[begin Task inputs]

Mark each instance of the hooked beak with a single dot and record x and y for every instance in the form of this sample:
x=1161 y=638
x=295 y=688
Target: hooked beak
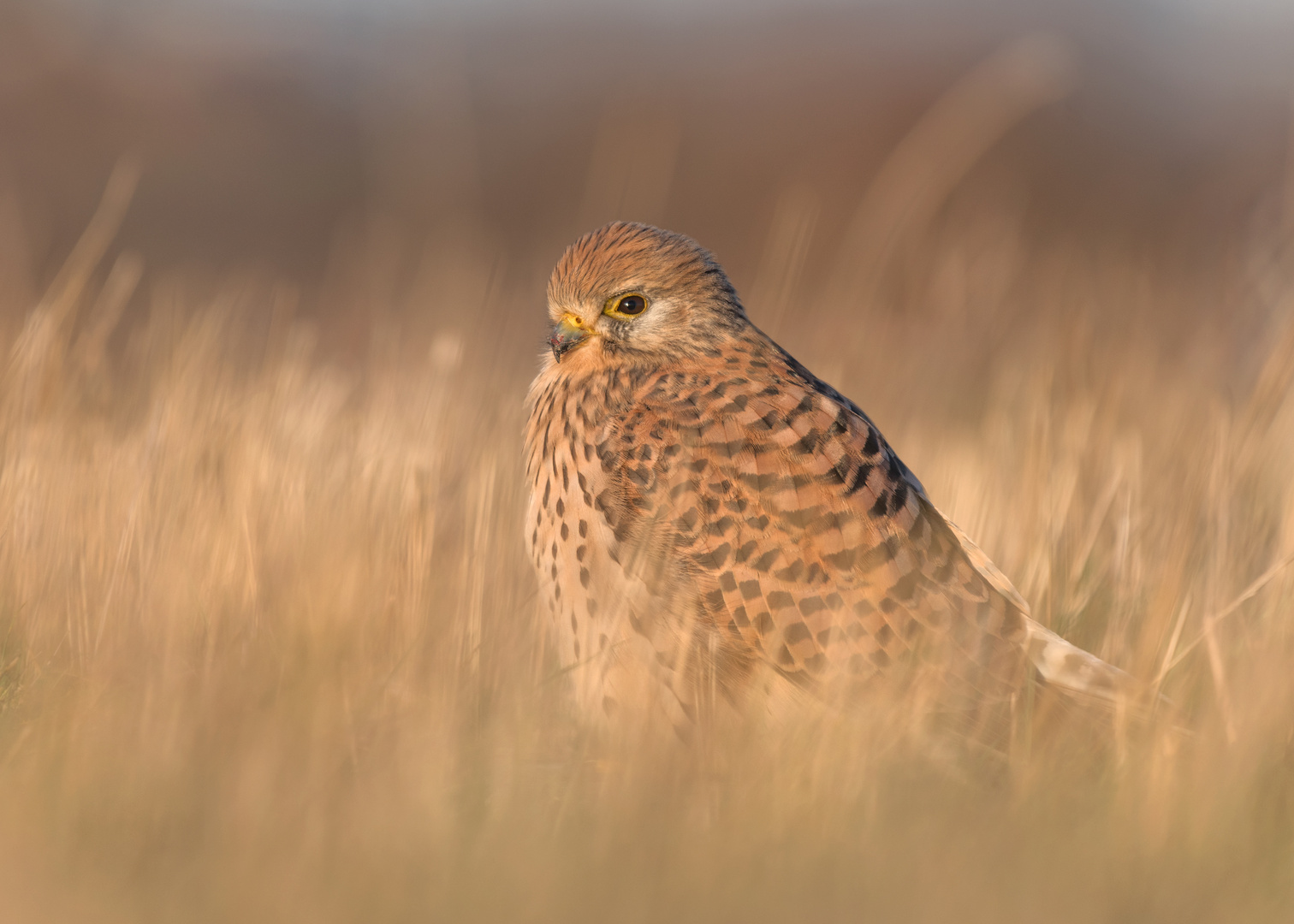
x=568 y=333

[end Task inputs]

*Short task*.
Pick out every line of the material that contains the string "hooked", matching case exactly, and copy each one as it appears.

*Result for this exercise*.
Mark each instance of the hooked beak with a single dot and record x and y for every instance in the form of this sample:
Target: hooked beak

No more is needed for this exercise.